What is needed :: The answer must consist of each line below that holds the word "white", copied as it stands.

*** Listed entries ***

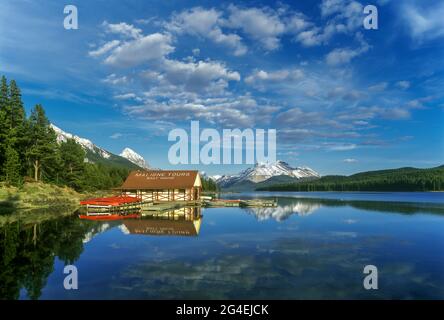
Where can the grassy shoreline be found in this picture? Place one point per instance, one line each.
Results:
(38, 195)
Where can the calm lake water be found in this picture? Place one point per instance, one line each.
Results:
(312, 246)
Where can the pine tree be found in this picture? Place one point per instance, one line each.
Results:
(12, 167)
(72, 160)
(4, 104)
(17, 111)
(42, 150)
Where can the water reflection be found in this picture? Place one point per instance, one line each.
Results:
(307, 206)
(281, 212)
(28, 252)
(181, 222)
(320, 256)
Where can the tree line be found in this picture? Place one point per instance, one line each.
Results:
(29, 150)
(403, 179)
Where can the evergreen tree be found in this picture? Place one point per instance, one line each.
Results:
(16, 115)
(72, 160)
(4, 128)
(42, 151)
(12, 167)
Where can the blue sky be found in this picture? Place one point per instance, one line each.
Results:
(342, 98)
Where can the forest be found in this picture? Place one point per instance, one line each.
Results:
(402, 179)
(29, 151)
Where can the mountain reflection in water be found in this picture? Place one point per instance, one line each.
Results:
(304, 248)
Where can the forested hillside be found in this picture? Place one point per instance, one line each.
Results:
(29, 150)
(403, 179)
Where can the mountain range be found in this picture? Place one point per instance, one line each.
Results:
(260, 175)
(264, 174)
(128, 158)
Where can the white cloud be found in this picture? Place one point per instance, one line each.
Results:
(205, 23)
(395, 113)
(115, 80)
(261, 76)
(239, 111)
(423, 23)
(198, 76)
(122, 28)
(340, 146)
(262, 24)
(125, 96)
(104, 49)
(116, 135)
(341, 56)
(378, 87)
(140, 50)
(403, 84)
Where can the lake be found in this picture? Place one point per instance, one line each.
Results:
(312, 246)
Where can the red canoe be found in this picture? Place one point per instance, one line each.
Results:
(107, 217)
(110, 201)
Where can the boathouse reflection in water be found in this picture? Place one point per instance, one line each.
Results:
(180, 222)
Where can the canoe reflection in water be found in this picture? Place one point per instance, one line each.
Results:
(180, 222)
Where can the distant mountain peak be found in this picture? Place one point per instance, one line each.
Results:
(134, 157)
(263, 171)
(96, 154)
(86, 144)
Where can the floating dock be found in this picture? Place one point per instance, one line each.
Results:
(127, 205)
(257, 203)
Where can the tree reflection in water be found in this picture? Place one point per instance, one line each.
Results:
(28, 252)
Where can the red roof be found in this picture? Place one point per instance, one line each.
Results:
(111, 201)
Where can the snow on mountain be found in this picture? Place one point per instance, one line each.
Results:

*** End of Listed entries ***
*** Listed entries ***

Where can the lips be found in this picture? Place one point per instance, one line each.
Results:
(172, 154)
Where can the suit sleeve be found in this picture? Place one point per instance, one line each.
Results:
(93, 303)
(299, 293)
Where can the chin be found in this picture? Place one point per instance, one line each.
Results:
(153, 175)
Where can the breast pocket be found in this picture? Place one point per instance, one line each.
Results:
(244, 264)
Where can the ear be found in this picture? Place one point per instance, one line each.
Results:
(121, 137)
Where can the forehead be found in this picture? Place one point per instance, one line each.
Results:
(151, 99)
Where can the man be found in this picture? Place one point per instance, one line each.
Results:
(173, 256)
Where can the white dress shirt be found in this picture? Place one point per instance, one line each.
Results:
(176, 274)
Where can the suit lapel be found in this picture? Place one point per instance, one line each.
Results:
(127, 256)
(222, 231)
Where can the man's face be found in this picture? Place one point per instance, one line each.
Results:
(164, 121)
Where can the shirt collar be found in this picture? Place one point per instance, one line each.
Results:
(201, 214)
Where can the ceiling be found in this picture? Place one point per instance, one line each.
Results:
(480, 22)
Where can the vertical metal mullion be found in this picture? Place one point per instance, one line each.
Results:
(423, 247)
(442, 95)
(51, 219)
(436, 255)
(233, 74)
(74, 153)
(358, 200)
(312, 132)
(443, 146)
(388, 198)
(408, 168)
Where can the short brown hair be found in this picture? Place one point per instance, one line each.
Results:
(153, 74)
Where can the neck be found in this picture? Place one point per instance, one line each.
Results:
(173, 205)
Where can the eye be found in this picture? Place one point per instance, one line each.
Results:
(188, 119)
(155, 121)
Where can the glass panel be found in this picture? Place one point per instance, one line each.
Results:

*** End of Listed entries ***
*** Listed entries ***

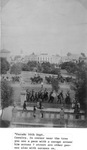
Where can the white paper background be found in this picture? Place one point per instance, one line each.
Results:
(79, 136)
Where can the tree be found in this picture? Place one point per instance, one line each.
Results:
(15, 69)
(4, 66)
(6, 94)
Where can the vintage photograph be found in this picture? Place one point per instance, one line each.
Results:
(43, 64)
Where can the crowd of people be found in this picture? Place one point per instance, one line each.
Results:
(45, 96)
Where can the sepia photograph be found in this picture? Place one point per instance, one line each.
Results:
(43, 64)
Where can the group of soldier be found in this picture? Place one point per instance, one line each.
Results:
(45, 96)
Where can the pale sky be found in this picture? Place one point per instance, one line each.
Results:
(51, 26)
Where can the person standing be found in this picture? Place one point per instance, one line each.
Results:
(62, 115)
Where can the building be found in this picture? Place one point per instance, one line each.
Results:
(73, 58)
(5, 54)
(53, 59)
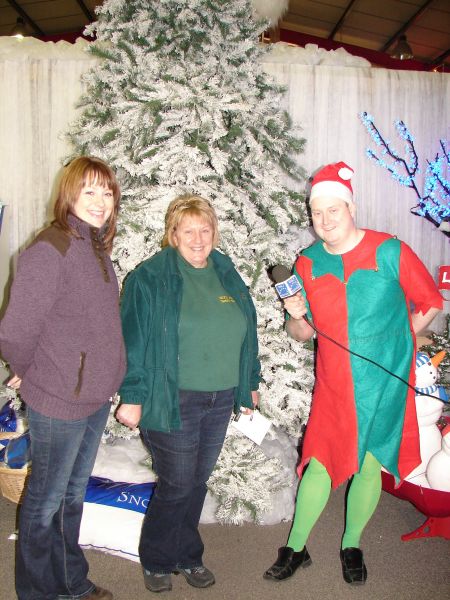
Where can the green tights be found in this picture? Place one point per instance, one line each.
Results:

*** End of Listed entries ***

Task response ::
Where can the white cloud be found in this picture? Place one point per instance, one line each.
Where can the white dress shirt be found in this picture? Place one point per instance, one line each.
Where can the white paper background be found in this picture? Place one point per instance, one line each.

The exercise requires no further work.